▶ LIST OF TASKS:
A - In the forum thread, how many applications with more than 65 points for occupation 2339 does the 21st Oct update report?
B - Reproduce the part of the forum thread between "now for 2339, the" and "is my understanding.", inclusive.

Good luck to everyone


----------



## dineshb (Jul 4, 2013)

*21st oct updated*

Guys,

So 21st Oct update is out. For 2339 they have received 17 applications >65 points until Oct 10th. It seems like lot of people are there with 2339 occupation having more than 65 points. So we have to wait. They have cleared all 70 or more points for 2339 until Oct 10th. hope they can call us in next round.

BR/ DB


----------



## amoughnieh (Jul 5, 2013)

dineshb said:


> Guys,
> 
> So 21st Oct update is out. For 2339 they have received 17 applications >65 points until Oct 10th. It seems like lot of people are there with 2339 occupation having more than 65 points. So we have to wait. They have cleared all 70 or more points for 2339 until Oct 10th. hope they can call us in next round.
> 
> BR/ DB


Hi DB,
Date of effect is Oct. 7 not 10. Our only hope for the upcoming rounds is for them to clear larger batches, if they remain at this pace 70 pointers will keep coming between rounds and we'll have less chances of being invited


----------



## dineshb (Jul 4, 2013)

*hi*

hi amoughnieh,

It was a typo. For us, I think, we can only wait hoping that in some round they receive less >=70 points EOI's so that our EOI gets a chance to be cleared. There is no other way we can get thru'. And as they said that they will prorate each month so # of invitations each month will be fixed too.

So Hope for the best. Hopefully patience will pay off.

BR/ DB


----------



## amoughnieh (Jul 5, 2013)

dineshb said:


> hi amoughnieh,
> 
> It was a typo. For us, I think, we can only wait hoping that in some round they receive less >=70 points EOI's so that our EOI gets a chance to be cleared. There is no other way we can get thru'. And as they said that they will prorate each month so # of invitations each month will be fixed too.
> 
> ...


Not sure about the number, but this round was 17, the one before was 5, and the one before that was 30


----------



## dineshb (Jul 4, 2013)

*hi*

Actually, The number of reserved invitations are also changing every month. e.g. 1150 in July, 1150 in Aug, 921 in Sep and now 950 in Oct for 189 applications

950 for nov/8 months = 118.75 invitations per month for all occupations

now for 2339, the total number remaining is 138/8 months = 17.25 invitations per month which means 8.625 invitations for 189 and 8.625 invitations for state. Now in each month they are allocating this much...If they do not have enough invitations for state, they allocate those state invitations to independent. This is my understanding.

▶ PROVIDED DATA:

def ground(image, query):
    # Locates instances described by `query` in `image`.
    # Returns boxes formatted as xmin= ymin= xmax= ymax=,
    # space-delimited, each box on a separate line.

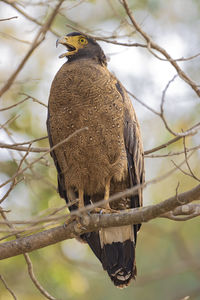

▶ ANSWER LIST:
A - 17 applications

B -
now for 2339, the total number remaining is 138/8 months = 17.25 invitations per month which means 8.625 invitations for 189 and 8.625 invitations for state. Now in each month they are allocating this much...If they do not have enough invitations for state, they allocate those state invitations to independent. This is my understanding.